■ Passage to read:
╔══
It was a seesaw battle for E&Ps during the second quarter, as positive results were “handsomely rewarded, while names that disappointed were sent through the shredder,” said Raymond James & Associates Inc. analyst John Freeman. Raymond James had four companies outperform the E&P index by more than 10%, while four names underperformed by 10%-plus.

“In a typical quarter, we’d have maybe two or three break-out (or break-down) performances of this magnitude and rarely, if ever, do we see E&P stocks move 20% above/below the group post-release, which happened three times this earnings season,” Freeman said. The jarring results “created a dichotomy of haves and have-nots that is consistent with what we’ve seen all year.”

There were some positive signs for the E&P industry during the quarter, Rystad Energy analysts said the second quarter was the first three-month period on record for Lower 48 explorers overall to achieve positive cash flow from operations after accounting for capital spending. In a study of the financial performance of 40 U.S. onshore E&Ps, 35% were found to have balanced spending with cash flow from operations, accumulating an estimated $110 million surplus in operating cash flow versus capex.

The Raymond James team pegged themes that appeared to have an outsized impact on its E&P coverage universe: downspacing, capital efficiency/restraint and natural gas flaring.

“The name of the game now is finding the right balance between level of inter-well inference and field recovery,” Freeman said. Operators have moved away from a net asset value approach and toward returns/free cash flow models.

While most E&Ps toed the line on capital spending during 2Q2019, those that did not were pummeled.

“Given the current sentiment toward energy (not good), we expect to see a similar reaction to any announced budget increases regardless of the rationale provided,” Freeman said.
╚══
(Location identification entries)
╔══
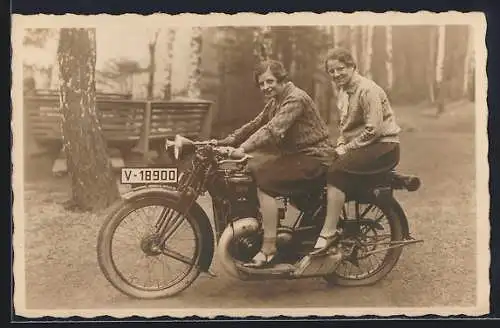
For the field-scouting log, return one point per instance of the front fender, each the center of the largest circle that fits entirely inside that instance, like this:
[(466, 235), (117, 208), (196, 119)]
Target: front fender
[(207, 242)]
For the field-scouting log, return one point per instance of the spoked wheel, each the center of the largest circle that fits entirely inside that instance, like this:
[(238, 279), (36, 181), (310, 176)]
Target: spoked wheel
[(134, 260), (369, 232)]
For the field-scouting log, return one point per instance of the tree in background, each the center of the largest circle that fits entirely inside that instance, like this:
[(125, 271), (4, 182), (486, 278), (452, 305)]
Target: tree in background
[(152, 63), (89, 167), (167, 89), (193, 87)]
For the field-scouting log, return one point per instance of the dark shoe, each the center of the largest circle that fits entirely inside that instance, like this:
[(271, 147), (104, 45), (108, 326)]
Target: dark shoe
[(260, 260), (329, 241)]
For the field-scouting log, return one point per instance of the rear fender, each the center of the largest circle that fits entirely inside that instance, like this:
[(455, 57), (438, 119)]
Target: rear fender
[(394, 204), (207, 242)]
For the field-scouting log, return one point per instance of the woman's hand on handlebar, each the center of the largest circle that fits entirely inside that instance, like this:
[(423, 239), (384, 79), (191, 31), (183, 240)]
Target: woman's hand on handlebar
[(228, 141)]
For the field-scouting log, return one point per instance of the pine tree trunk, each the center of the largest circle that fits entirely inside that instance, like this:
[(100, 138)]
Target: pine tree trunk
[(388, 60), (93, 184), (194, 91), (168, 68), (152, 66)]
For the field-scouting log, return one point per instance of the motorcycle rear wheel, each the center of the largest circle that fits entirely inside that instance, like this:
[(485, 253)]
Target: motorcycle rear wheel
[(107, 262), (390, 259)]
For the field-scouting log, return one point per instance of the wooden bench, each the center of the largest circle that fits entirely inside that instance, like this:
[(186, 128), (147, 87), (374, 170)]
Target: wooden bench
[(129, 126)]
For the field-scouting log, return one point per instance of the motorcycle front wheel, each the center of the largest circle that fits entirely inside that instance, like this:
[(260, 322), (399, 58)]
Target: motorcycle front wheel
[(133, 261), (371, 231)]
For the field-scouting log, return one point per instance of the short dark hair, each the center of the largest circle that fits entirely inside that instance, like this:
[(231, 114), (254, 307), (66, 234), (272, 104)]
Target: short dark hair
[(342, 55), (276, 68)]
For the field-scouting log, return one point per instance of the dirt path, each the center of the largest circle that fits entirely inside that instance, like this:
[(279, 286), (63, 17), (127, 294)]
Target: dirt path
[(62, 271)]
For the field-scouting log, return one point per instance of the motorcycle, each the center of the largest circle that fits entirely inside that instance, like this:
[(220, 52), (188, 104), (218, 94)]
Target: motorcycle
[(372, 222)]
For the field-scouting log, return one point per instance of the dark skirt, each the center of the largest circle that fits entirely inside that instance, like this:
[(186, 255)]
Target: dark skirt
[(285, 174), (357, 169), (288, 174)]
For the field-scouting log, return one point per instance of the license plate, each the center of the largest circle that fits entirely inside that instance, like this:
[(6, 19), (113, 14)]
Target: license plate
[(149, 175)]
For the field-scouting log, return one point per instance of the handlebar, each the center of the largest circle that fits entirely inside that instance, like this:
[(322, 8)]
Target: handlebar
[(236, 161)]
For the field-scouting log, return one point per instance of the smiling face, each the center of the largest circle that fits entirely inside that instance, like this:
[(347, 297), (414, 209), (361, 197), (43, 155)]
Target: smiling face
[(269, 85), (340, 73)]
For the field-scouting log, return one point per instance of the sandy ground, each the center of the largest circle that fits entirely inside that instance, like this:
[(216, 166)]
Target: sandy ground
[(62, 271)]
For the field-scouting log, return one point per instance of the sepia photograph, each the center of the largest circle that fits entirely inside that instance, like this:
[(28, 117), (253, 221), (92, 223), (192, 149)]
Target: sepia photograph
[(250, 165)]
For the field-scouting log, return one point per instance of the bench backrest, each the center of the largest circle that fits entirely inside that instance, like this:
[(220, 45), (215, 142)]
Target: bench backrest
[(123, 120)]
╚══
■ Complete the following:
A. List the themes that the Raymond James team identified as having an outsized impact on its E&P coverage universe, according to the text on second-quarter E&P results.
B. Answer these questions using the text on second-quarter E&P results:
(i) How many companies in Raymond James's coverage outperformed the E&P index by more than 10%?
(ii) How many times this earnings season did E&P stocks move 20% above or below the group after release?
(iii) How many U.S. onshore E&Ps were included in the study of financial performance?
C. Extend the text on second-quarter E&P results, picking up after its final sentence.

■ Results:
A.
downspacing
capital efficiency/restraint
natural gas flaring

B.
(i) Four
(ii) Three times
(iii) 40

C.
In its analysis of second quarter results of around 50 Lower 48 E&Ps, Rystad Energy said most reported unchanged or reduced capex expectations, with most spending reductions by the Permian-focused operators.

Capex guidance for the selected onshore E&Ps decreased in 2Q2019 by $150 million, or 0.2% relative to initial guidance. What that said, according to Rystad, is “the ability of U.S. shale operators to deliver on production guidance expectations and to further raise production targets while staying within capital budgets.

“Even accounting for infrastructure constraints and production downtime experienced by some operators during the quarter, the majority of companies…are on track to deliver on cash flow and capital discipline goals set for 2019.”

Overall, second quarter earnings season for the Lower 48 E&Ps covered by Williams Capital Group LP was mixed, said analyst Gabriele Sorbara. Some names outperformed, but the group overall drifted lower on a “few disappointing results” that plagued the sector.

Still, Williams Capital analysts “are in the camp that believes Permian Basin oil production growth will fall short of expectations in coming quarters and years, providing a pricing tailwind…

“Assuming the sector can execute on several critical points, including maintaining spending discipline, improving capital efficiencies and hitting production targets; achieving a model of sustainable free cash flow with some level of production growth; and returning cash to shareholders, current valuation levels offer an attractive risk/return profile.”

At a recent roundtable with key energy executives in Aspen, CO, Raymond James analysts said industry players were “coming around to our view” that global oil supply looks like it is weakening.”

The slowdown in capital for U.S. unconventional and large-scale international projects “will become more apparent in 2020,” said Raymond James analyst Marshall Adkins. There also is “greater consensus than expected” that the Saudi-led Organization of the Petroleum Exporting Countries is incentivized to push Brent prices higher.

On U.S. well productivity, executives were bullish but Raymond James is less optimistic about long-term gains, as the “bigger hammer” approach by E&Ps “is reaching its limits and the industry is gaining more negative evidence around down-spacing and multi-bench drilling,” while the core inventory also could be more limited than consensus realizes.

The Raymond James global oil demand forecast has been under consensus, but “arguments suggest we may still be too high,” Adkins said. Demand in the second quarter was weak, but the executives in Aspen had differing opinions about whether it was transitory or structural.

The second quarter proved again to be a challenge for North American onshore-levered oilfield services (OFS) providers, according to Evercore ISI.

“Visibility in the second half of the year remains poor, rig counts continue to decline, drilling and completion spending is moving lower, and E&P operators continue to focus on keeping spending within cash flows,” said Evercore’s team led by James West.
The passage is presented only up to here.